* Selection:
■ ■ ■ ■ ■

During the last decade of his career he was heard in many Italian theaters: the Adriano, Rome; the Regio, Parma; the Comunale, Trieste; the Goldoni, Livorno; and in Florence, Palermo, Padua, and Turin.  He also made many appearances abroad in this period, traveling to Prague (1901 and 1902), Alexandria (1903 and 1904), Lisbon (1904 and 1905), Constantinople (1907), and from September until December 1907 he was busy with a touring Italian Opera Company, singing Aida, Pagliacci, Il trovatore, and Otello in Kansas City, Los Angeles, Oakland, San Francisco, St. Louis, and Berkeley. He died in Rome in September 1927.

Repertoire

Signorini’s repertoire included: Noma, I puritani, Carmen, Mefistofele, La favorita, Lucia di Lammermoor, Poliuto, Andrea Chénier, La Regina di Saba (Goldmark), Faust, L’ebrea (La juive), Pagliacci, Ruy Blas, Cavalleria rusticana, Guglielmo Ratcliff, Le Cid, Erodiade, Il profeta, Roberto il diavolo, Gli Ugonotti, I promessi sposi (Petrella), I Lituani (Ponchielli), Guglielmo Tell, Labilia (Spinelli), Aida, Un ballo in maschera, Don Carlo, Ernani, La forza del destino, Otello, La traviata, Il trovatore, I vespri siciliani, and Lohengrin.

The Recordings

Signorini is a typical example of the kind of tenore drammatico who specialized, in the years before the 1914-1918 war, in operas like Gli Ugonotti, L’Africana, Il trovatore, Aida, and Guglielmo Tell. Sheer bulk and volume of tone, with easy and trumpeting high notes, were what audiences eagerly awaited. Refinements, such as the trills and runs that even Verdi sometimes requires of his tenor, were scorned. Signorini’s medium register is pleasantly warm, rather beefy, and free of the throat. When he rises to the F-sharp, top line, he switches disconcertingly into a rather uncomfortable sounding mixed register to produce squeezed high notes that seem to be based on the vowel E. However, the high B-flat is always forthcoming, though sometimes with a slightly strangled sound. On the whole Signorini is rather monotonous in his stodgy outpourings, but there are some moments of considerable distinction. The two excerpts from Il trovatore are appealing. He sings “Ah sì, ben mio, coll’essere” with a good legato, some expressive rubato, and includes a beautiful soft head note on the upper G-flat. He even seems to attempt the two trills: if so, he is the only Italian tenor on record before Bergonzi to include them. He mixes up the words, but that scarcely matters. In the duet “Ai nostri monti” with the excellent Carolina Pietra-cewska he includes some nice touches of soft singing (though by no means observing all of Verdi’s dynamic indications). “O muto asil” from Guglielmo Tell is a rather strenuous performance, lacking the brilliance of tone and skillful management of the softly taken upper G that enabled the elderly Tamagno to make such an effect in this aria. He is unable to follow any of Verdi’s expression marks in “Celeste Aida”, and breathes wherever it suits him. He is better in the duet from Act III, in which Ines De Frate, a favorite soprano drammatico of many record collectors, also has no scruple about breathing in the middle of words. The owner of a fine and fairly well-trained voice, with some lovely head notes, she offers some curiously distorted vowels.

■ ■ ■ ■ ■

* Supplied records:

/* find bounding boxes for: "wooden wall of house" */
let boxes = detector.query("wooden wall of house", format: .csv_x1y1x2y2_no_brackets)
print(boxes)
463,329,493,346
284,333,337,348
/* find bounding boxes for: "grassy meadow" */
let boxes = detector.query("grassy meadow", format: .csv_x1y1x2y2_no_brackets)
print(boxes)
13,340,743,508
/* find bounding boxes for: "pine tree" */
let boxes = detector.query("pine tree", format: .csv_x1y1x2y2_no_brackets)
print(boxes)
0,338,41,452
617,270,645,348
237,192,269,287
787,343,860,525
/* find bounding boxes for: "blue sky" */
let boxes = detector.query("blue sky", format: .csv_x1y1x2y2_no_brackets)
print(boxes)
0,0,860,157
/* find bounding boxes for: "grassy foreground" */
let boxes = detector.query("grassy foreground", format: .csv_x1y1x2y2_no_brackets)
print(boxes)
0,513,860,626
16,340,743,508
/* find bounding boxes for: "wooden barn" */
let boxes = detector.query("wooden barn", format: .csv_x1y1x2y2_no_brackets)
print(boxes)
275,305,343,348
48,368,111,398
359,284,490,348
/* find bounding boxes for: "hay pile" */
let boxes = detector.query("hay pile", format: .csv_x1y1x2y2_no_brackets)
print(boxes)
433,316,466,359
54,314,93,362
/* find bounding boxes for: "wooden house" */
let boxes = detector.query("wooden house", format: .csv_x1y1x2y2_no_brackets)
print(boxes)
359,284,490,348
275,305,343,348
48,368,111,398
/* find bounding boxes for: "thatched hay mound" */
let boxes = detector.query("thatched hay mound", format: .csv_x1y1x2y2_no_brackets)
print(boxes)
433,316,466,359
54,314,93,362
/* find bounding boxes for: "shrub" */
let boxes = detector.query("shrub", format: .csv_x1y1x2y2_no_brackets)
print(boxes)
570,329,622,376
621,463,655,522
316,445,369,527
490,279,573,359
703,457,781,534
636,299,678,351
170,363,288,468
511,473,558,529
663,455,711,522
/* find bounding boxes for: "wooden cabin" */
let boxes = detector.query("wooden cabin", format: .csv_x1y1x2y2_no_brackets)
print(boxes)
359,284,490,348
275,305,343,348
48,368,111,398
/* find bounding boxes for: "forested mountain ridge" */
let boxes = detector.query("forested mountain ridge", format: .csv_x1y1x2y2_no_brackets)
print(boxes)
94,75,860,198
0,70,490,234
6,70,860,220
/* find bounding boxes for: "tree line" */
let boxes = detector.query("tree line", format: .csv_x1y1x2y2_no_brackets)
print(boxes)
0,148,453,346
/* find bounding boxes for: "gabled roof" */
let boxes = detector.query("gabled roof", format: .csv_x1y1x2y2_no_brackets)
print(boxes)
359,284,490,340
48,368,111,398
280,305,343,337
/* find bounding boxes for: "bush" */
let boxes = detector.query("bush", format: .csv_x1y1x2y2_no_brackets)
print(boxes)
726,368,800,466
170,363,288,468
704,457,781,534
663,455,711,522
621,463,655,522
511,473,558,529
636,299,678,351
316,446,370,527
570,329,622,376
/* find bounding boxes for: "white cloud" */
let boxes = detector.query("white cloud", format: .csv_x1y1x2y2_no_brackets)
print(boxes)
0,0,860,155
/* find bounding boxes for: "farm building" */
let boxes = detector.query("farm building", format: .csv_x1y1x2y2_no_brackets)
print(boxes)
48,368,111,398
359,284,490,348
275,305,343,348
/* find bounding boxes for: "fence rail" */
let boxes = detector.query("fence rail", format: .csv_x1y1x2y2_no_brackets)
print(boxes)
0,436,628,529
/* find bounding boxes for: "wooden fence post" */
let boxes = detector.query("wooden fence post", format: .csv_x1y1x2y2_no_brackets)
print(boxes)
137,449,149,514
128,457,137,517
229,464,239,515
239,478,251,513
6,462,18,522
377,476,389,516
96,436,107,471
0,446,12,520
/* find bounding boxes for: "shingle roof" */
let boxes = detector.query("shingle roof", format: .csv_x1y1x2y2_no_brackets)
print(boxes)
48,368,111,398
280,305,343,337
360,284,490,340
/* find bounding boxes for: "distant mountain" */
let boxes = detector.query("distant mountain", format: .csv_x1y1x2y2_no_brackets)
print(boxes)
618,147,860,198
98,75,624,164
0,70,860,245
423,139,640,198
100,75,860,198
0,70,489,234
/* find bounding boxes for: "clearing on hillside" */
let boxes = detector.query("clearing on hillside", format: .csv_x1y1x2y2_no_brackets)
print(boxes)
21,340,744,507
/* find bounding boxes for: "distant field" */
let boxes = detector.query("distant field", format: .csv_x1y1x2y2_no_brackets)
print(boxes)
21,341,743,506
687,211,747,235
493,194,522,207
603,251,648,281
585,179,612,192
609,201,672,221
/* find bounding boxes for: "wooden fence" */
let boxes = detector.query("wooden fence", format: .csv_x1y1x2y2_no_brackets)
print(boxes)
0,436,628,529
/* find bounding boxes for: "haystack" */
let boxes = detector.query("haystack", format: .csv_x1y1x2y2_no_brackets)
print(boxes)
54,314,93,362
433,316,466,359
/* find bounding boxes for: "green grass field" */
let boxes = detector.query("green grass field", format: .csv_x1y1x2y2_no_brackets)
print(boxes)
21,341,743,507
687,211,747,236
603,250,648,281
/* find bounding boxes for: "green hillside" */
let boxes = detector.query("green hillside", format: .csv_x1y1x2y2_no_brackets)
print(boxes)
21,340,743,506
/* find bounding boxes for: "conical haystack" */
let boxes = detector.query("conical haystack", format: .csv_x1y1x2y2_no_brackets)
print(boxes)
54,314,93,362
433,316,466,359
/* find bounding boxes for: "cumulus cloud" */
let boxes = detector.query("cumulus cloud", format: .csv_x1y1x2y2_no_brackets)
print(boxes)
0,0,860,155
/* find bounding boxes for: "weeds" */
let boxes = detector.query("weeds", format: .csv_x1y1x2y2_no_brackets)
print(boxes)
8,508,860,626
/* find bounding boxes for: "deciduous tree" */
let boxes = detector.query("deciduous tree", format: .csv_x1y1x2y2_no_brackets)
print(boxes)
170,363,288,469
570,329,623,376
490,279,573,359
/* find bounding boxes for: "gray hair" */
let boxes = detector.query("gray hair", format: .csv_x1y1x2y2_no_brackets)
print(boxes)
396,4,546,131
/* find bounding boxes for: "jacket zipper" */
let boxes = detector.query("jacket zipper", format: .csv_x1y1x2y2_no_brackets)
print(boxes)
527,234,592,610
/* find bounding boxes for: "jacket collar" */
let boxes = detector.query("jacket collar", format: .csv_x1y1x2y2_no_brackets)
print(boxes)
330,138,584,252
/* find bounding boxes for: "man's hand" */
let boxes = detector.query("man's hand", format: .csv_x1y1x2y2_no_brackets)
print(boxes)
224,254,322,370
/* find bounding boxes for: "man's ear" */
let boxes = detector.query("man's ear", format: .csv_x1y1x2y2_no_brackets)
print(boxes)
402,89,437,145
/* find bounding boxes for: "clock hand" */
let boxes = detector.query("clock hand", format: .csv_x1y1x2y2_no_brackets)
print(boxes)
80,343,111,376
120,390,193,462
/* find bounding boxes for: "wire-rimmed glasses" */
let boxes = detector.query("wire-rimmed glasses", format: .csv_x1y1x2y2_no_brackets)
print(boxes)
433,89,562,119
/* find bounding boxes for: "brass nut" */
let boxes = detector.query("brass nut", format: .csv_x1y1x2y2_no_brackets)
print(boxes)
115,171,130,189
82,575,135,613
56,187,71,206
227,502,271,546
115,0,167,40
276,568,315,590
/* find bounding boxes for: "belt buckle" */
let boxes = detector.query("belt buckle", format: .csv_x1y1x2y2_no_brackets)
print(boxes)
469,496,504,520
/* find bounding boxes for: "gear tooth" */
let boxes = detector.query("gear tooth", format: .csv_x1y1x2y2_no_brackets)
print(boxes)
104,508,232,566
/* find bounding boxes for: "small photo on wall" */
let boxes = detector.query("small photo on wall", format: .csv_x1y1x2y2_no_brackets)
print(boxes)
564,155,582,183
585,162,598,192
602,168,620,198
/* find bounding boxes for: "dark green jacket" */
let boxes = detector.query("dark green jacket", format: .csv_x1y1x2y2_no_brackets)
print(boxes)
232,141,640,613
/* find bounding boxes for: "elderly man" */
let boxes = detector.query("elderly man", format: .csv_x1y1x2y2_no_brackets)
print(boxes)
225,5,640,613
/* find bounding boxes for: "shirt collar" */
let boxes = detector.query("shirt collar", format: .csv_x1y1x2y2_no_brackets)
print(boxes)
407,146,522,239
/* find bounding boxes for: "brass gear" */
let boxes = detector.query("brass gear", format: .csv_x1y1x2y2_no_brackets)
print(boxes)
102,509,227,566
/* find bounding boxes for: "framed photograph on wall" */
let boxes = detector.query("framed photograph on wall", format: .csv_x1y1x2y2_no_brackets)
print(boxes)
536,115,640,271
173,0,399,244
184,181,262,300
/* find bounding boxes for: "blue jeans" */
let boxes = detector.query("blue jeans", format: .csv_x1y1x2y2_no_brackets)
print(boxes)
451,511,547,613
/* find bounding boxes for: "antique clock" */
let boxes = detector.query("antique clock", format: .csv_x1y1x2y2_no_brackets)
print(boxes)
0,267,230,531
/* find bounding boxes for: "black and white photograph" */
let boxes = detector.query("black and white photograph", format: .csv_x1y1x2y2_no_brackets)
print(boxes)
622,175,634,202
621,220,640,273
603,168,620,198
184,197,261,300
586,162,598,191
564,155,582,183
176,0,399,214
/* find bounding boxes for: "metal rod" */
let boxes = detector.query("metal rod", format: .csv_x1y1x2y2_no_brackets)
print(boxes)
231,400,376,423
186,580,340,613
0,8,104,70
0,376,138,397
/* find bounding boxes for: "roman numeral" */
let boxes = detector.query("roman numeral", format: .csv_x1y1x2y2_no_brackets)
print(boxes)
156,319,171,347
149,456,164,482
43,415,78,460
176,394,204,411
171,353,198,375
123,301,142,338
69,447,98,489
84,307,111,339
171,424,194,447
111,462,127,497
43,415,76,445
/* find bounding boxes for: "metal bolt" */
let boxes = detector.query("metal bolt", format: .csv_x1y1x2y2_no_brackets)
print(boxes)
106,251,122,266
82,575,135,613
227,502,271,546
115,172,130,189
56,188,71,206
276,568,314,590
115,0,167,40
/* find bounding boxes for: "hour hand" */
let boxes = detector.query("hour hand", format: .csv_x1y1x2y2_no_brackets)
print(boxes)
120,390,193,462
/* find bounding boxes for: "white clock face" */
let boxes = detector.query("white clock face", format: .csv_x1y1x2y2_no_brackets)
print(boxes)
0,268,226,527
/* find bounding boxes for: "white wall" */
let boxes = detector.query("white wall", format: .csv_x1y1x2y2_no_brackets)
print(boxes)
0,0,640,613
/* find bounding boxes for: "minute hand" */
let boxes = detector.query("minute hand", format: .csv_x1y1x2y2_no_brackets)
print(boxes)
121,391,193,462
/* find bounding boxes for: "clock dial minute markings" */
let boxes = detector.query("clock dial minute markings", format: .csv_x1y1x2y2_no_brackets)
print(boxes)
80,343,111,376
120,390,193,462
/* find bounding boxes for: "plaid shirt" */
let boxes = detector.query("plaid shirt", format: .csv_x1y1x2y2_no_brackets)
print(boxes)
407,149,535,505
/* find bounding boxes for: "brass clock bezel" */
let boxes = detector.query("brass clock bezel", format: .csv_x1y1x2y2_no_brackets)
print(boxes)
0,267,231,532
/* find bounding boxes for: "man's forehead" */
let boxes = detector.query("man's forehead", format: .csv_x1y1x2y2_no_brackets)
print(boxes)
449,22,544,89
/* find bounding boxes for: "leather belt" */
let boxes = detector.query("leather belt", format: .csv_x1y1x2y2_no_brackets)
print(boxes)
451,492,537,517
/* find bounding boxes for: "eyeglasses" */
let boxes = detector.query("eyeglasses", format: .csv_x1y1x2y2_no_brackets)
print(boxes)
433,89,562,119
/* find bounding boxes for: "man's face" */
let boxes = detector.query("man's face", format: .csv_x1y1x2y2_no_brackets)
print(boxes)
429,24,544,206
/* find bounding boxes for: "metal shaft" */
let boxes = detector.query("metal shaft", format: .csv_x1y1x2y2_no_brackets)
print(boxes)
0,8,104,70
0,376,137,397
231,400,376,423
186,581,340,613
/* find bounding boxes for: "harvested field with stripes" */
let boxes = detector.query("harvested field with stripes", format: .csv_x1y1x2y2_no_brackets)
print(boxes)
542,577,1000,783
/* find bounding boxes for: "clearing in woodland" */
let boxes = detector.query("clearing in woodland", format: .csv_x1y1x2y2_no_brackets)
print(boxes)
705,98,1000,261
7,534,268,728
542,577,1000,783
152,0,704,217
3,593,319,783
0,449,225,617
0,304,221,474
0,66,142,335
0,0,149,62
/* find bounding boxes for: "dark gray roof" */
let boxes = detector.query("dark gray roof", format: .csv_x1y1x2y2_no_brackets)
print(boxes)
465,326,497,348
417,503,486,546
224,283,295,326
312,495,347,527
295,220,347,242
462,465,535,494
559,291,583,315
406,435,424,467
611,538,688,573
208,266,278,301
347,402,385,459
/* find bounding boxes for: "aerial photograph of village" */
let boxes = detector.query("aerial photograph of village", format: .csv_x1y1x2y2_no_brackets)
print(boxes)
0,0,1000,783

■ ■ ■ ■ ■

* Given problem:
Please answer these questions from the text on Signorini above:
(a) In which city did he die, and in what month and year?
(b) Which composer is named in parentheses after La Regina di Saba in his repertoire?
(c) Who sings with him in the duet "Ai nostri monti"?

* Correct answer:
(a) Rome, in September 1927.
(b) Goldmark.
(c) Carolina Pietra-cewska.